Cc: linux-api@vger.kernel.org
Cc: x86@kernel.org
Cc: linux-s390@vger.kernel.org
Cc: linuxppc-dev@ozlabs.org
Signed-off-by: Sukadev Bhattiprolu <sukadev@linux.vnet.ibm.com>
Acked-by: Serge E. Hallyn <serue@us.ibm.com>
Acked-by: Oren Laadan <orenl@cs.columbia.edu>
---
Documentation/eclone | 348 ++++++++++++++++++++++++++++++++++++++++++++++++++
1 files changed, 348 insertions(+), 0 deletions(-)
create mode 100644 Documentation/eclone
diff --git a/Documentation/eclone b/Documentation/eclone
new file mode 100644
index 0000000..c2f1b4b
--- /dev/null
+++ b/Documentation/eclone
@@ -0,0 +1,348 @@
+
+struct clone_args {
+ u64 clone_flags_high;
+ u64 child_stack;
+ u64 child_stack_size;
+ u64 parent_tid_ptr;
+ u64 child_tid_ptr;
+ u32 nr_pids;
+ u32 reserved0;
+};
+
+
+sys_eclone(u32 flags_low, struct clone_args * __user cargs, int cargs_size,
+ pid_t * __user pids)
+
+ In addition to doing everything that clone() system call does, the
+ eclone() system call:
+
+ - allows additional clone flags (31 of 32 bits in the flags
+ parameter to clone() are in use)
+
+ - allows user to specify a pid for the child process in its
+ active and ancestor pid namespaces.
+
+ This system call is meant to be used when restarting an application
+ from a checkpoint. Such restart requires that the processes in the
+ application have the same pids they had when the application was
+ checkpointed. When containers are nested, the processes within the
+ containers exist in multiple pid namespaces and hence have multiple
+ pids to specify during restart.
+
+ The @flags_low parameter is identical to the 'clone_flags' parameter
+ in existing clone() system call.

* _RAW DATA_
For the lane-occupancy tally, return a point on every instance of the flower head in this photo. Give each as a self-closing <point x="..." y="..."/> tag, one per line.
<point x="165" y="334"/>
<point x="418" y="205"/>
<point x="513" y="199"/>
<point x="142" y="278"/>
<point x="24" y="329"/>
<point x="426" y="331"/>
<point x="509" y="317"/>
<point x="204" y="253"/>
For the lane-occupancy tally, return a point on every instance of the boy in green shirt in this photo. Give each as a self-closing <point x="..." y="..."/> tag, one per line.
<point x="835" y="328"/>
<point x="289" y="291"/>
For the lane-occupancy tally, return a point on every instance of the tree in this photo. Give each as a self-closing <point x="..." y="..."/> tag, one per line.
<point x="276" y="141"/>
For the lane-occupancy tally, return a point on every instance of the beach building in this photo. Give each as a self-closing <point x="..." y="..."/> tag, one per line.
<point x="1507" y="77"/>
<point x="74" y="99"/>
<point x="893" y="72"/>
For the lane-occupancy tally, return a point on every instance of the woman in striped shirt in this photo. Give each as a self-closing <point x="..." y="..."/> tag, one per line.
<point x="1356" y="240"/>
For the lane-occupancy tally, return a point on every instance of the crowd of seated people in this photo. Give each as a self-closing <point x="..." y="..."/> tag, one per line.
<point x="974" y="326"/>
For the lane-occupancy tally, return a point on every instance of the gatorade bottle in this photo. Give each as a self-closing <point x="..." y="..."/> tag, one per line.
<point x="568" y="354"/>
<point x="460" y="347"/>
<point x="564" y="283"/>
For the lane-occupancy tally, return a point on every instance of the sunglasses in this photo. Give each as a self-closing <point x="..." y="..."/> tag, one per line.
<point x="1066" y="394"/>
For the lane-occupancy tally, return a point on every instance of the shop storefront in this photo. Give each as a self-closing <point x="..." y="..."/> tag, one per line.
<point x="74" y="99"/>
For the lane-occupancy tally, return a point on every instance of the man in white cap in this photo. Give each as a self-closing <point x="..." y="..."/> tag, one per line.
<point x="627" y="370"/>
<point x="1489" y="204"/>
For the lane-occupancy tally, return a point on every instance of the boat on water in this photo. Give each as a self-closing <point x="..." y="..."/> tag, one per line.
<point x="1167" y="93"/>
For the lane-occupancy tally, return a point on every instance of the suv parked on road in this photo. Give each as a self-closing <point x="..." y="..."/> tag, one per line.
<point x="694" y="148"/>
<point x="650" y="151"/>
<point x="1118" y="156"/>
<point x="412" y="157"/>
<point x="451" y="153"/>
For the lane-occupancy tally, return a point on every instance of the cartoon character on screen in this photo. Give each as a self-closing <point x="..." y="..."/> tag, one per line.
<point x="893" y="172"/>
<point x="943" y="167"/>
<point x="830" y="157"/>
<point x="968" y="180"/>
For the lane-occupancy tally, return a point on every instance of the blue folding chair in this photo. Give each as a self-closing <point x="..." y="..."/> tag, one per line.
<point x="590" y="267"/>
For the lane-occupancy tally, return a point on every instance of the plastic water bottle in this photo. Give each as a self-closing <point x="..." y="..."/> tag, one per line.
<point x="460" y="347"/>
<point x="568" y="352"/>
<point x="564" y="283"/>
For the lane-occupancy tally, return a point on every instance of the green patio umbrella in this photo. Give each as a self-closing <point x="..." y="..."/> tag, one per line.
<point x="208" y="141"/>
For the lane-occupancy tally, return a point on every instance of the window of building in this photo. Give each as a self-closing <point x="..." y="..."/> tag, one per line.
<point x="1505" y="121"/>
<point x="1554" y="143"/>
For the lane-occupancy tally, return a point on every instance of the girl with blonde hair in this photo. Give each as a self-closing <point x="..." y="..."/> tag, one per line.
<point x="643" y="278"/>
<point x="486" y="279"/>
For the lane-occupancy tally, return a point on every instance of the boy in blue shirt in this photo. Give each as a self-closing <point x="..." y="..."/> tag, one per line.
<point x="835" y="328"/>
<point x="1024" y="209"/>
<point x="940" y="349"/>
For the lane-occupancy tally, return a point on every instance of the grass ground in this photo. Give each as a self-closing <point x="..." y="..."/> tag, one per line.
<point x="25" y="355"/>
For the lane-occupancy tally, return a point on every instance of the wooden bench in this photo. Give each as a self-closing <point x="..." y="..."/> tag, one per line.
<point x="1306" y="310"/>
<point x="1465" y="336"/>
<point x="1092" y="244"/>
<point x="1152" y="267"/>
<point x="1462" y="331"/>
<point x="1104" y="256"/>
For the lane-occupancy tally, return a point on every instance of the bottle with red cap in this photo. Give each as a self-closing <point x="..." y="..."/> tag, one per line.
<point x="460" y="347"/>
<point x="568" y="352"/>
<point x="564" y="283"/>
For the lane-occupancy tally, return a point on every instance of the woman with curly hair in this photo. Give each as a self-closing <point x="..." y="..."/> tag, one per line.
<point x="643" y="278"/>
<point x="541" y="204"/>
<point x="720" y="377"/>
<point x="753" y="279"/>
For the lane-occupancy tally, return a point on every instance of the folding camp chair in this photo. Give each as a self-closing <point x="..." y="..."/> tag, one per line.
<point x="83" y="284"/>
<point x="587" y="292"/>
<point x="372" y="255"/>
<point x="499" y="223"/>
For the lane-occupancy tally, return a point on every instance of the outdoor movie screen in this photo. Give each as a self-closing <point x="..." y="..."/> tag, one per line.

* _WORK INSTRUCTIONS_
In the eclone patch, what is the system call meant to be used for? Answer only from the eclone patch, not from the material.

* _OUTPUT OF THE TASK_
Restarting an application from a checkpoint.